Problem to work on: Retype the records below exactly as they appear.

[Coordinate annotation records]
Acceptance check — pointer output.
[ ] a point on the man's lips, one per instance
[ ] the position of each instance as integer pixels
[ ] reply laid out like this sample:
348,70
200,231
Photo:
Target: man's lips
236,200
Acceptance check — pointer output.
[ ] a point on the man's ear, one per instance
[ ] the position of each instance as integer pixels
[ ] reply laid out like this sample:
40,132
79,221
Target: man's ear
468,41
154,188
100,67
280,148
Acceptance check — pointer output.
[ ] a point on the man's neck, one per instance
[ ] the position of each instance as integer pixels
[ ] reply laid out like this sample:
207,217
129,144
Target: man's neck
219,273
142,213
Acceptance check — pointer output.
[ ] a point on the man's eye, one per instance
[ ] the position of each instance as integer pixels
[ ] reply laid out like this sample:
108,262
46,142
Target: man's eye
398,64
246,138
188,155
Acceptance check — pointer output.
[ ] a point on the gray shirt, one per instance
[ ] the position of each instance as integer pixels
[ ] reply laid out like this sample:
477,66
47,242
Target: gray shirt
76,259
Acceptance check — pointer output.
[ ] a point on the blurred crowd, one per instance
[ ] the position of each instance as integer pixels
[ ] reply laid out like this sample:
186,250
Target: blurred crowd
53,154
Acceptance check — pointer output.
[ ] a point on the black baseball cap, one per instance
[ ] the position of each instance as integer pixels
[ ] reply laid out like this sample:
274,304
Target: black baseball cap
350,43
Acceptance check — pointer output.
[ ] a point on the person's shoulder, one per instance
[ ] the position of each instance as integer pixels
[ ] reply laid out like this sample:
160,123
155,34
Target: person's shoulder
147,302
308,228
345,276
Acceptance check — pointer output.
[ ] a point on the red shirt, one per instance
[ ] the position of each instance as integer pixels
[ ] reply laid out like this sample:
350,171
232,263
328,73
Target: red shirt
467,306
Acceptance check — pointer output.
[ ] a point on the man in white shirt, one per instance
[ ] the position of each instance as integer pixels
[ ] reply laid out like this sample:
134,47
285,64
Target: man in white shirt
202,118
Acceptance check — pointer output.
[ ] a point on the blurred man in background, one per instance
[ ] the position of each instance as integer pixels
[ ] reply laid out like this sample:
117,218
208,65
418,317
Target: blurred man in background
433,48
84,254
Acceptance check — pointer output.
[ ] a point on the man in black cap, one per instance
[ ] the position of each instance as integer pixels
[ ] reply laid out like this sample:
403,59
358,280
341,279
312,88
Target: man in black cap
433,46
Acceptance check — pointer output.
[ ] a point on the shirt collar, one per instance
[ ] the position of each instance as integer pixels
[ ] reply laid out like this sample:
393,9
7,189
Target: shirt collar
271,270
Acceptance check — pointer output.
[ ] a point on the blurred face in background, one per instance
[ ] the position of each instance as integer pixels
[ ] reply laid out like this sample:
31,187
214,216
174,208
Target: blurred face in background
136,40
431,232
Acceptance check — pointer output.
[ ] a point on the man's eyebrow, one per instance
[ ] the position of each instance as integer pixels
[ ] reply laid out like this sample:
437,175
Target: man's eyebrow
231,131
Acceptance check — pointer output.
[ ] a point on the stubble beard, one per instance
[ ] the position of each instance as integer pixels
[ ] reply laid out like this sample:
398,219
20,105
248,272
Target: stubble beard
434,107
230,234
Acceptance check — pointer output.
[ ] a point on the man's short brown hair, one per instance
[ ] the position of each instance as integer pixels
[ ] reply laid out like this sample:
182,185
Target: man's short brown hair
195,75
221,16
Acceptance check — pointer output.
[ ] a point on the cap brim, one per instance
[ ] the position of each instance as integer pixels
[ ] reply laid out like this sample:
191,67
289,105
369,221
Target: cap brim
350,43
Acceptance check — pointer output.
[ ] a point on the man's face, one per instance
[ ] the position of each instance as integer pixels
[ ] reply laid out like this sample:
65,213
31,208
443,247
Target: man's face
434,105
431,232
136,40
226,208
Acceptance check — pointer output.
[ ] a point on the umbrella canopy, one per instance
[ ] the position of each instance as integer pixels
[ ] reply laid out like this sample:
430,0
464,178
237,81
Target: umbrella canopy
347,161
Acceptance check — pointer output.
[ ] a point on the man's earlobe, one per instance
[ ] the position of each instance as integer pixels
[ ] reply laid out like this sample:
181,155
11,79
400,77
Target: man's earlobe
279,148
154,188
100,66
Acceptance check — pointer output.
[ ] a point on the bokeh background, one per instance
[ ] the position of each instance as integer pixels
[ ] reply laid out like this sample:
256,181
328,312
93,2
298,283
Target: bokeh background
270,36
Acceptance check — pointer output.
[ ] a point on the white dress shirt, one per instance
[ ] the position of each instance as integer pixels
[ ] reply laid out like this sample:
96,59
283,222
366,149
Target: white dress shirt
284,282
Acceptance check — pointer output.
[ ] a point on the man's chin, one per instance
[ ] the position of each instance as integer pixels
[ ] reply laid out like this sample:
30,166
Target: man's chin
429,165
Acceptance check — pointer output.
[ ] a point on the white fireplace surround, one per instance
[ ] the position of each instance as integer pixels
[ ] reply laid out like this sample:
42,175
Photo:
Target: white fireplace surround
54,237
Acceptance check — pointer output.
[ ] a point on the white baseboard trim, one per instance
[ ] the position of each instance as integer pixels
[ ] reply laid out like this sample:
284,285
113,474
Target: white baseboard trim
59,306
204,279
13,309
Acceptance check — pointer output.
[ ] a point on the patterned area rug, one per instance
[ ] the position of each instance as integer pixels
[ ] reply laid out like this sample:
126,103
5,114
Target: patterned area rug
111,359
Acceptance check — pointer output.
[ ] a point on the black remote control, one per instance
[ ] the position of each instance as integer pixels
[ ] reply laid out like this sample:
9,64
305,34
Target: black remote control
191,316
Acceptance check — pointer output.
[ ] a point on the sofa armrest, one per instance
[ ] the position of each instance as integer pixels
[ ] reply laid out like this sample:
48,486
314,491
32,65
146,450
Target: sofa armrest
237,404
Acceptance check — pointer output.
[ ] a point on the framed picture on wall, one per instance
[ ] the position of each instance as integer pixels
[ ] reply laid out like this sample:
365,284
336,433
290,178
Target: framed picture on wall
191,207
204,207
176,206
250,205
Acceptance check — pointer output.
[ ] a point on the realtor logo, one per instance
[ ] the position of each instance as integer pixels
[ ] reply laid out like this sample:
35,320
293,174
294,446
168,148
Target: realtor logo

Worked solution:
Acceptance check — pointer output.
[ ] a point on the man's lips, one per instance
[ ] the position of each instance as integer pixels
[ ] reply laid out like this sample:
348,70
200,231
Photo:
Target: man's lips
236,200
Acceptance check — pointer output.
[ ] a point on the man's ear, one per instance
[ ] the position of each instance as integer pixels
[ ] reply laid out like this sample:
40,132
79,221
Target: man's ear
468,41
154,188
100,67
280,148
Acceptance check — pointer output.
[ ] a point on the man's neck, one per instance
[ ] the position of each instance as integer pixels
[ ] reply laid out like this sample:
207,217
129,144
Target: man's neck
219,273
142,213
Acceptance check — pointer output.
[ ] a point on the man's eye, one per instance
[ ] the position of each instance as integer pixels
[ ] reply laid out like this sample:
108,262
46,142
Target: man's eye
398,64
246,138
188,155
Acceptance check — pointer output.
[ ] a point on the gray shirt, one per instance
[ ] the position of each instance as integer pixels
[ ] reply laid out like this sample:
477,66
47,242
Target: gray shirt
76,259
Acceptance check — pointer output.
[ ] a point on the blurred crowd, one per instance
[ ] the position of each instance as integer pixels
[ ] reply laid out like this sample:
186,250
Target: blurred crowd
53,154
Acceptance check — pointer output.
[ ] a point on the black baseball cap, one per instance
[ ] the position of each instance as integer pixels
[ ] reply laid out like this sample:
274,304
Target: black baseball cap
350,43
Acceptance check — pointer output.
[ ] a point on the person's shoulder, one per instance
[ ] the position of each instance as integer pixels
[ ] reply laid out like this sample:
160,123
155,34
Target: person's shoulder
147,302
308,228
345,276
Acceptance check — pointer output.
[ ] a point on the red shirt, one per instance
[ ] the position of each instance as integer pixels
[ ] reply laid out like this sample:
350,171
232,263
328,73
Target: red shirt
467,306
Acceptance check — pointer output.
[ ] a point on the man in white shirt, one per instance
[ ] the position of each instance as integer pixels
[ ] reply laid out like this sample:
134,47
285,64
Target: man in white shirt
202,118
Acceptance check — pointer output.
[ ] a point on the blurred man in background, one per instance
[ ] the position of each instance as integer pixels
[ ] reply laid out like this sample:
117,218
208,65
418,317
Target: blurred man in background
433,48
84,254
Acceptance check — pointer output.
[ ] a point on the man in black cap, one per instance
[ ] the position of each instance as integer pixels
[ ] reply laid out like this sample:
403,59
358,280
341,279
312,88
Target: man in black cap
433,46
Acceptance check — pointer output.
[ ] a point on the shirt collar, one per instance
[ ] the position of each instance as integer pixels
[ ] reply laid out like this sample:
393,9
7,189
Target: shirt collar
271,270
Acceptance check — pointer output.
[ ] a point on the blurred face in background, one per instance
[ ] the position of each instance as integer pixels
[ ] reply laid out like this sample:
31,187
214,216
174,208
Target: blurred face in background
136,40
431,232
Acceptance check — pointer output.
[ ] a point on the man's eyebrow, one per instance
[ ] the position of each instance as integer pixels
[ ] reply laid out like this sample:
437,175
Target: man's eyebrow
231,131
Acceptance check — pointer output.
[ ] a point on the stubble beard, one per instance
[ ] the position of each instance as integer pixels
[ ] reply laid out like this sample:
398,219
20,105
248,272
Target: stubble beard
434,107
230,234
Acceptance check — pointer output.
[ ] a point on the man's short brown hair, one per instance
[ ] the position of each instance as integer pixels
[ ] reply laid out like this sample:
182,185
Target: man's short brown hair
195,75
221,16
Acceptance check — pointer output.
[ ] a point on the cap brim, one per instance
[ ] the position of each instance as integer pixels
[ ] reply laid out like this sample:
191,67
289,105
369,221
Target: cap brim
350,43
Acceptance check — pointer output.
[ ] a point on the man's face, one per instance
[ ] the position of each instance as integer pixels
[ ] reply laid out like this sample:
65,213
31,208
443,247
Target: man's face
434,105
431,232
136,40
226,208
Acceptance check — pointer output.
[ ] a point on the umbrella canopy, one per instance
[ ] the position of each instance as integer pixels
[ ] reply laid out like this sample:
430,0
464,178
237,81
Target: umbrella canopy
347,161
Acceptance check — pointer output.
[ ] a point on the man's earlobe, one per instance
[ ] the position of each instance as integer pixels
[ ] reply laid out like this sample:
181,155
11,79
400,77
Target: man's earlobe
279,148
154,188
100,66
Acceptance check — pointer output.
[ ] a point on the bokeh background, one per instance
[ ] the position of each instance as integer pixels
[ ] reply laid out like this sample:
256,181
328,312
93,2
298,283
Target: bokeh background
270,36
Acceptance check — pointer output.
[ ] a point on the white dress shirt, one per instance
[ ] the position of each instance as integer pixels
[ ] reply laid out like this sample:
96,59
283,222
366,149
Target: white dress shirt
284,282
Acceptance check — pointer output.
[ ] a point on the man's chin, one per instance
[ ] the position of each instance as integer pixels
[ ] reply laid out like this sample:
30,166
Target: man's chin
429,165
Acceptance check — pointer output.
[ ] a point on the white fireplace surround, one per instance
[ ] the position of each instance as integer pixels
[ ] reply laid out like this sample:
42,175
Photo:
Target: white fireplace surround
54,237
Acceptance check — pointer output.
[ ] a point on the white baseboard trim, one per instance
[ ] the position of each instance as integer pixels
[ ] reply laid out like this sample:
284,285
113,474
Target: white baseboard trim
59,306
204,279
13,309
Acceptance check — pointer output.
[ ] a point on the patterned area rug, one per instance
[ ] the position of each instance as integer pixels
[ ] reply laid out like this sample:
126,103
5,114
Target: patterned area rug
111,359
Acceptance check — pointer output.
[ ] a point on the black remote control, one per instance
[ ] the position of each instance as integer pixels
[ ] reply laid out like this sample:
9,64
305,34
Target: black remote control
191,316
Acceptance check — pointer output.
[ ] a point on the sofa armrest, one per instance
[ ] the position of each instance as integer pixels
[ ] reply laid out like this sample:
48,486
314,491
32,65
146,450
Target: sofa armrest
237,404
Acceptance check — pointer output.
[ ] a point on the framed picture on wall, one per instance
[ ] the position of each instance as integer pixels
[ ] reply laid out like this sample:
365,284
336,433
290,178
Target: framed picture on wall
191,207
204,207
176,206
250,205
Acceptance check — pointer output.
[ ] a point on the realtor logo, one per instance
[ ] the position of each instance as integer pixels
[ ] reply laid out like this sample:
35,320
293,174
294,446
168,148
Target: realtor logo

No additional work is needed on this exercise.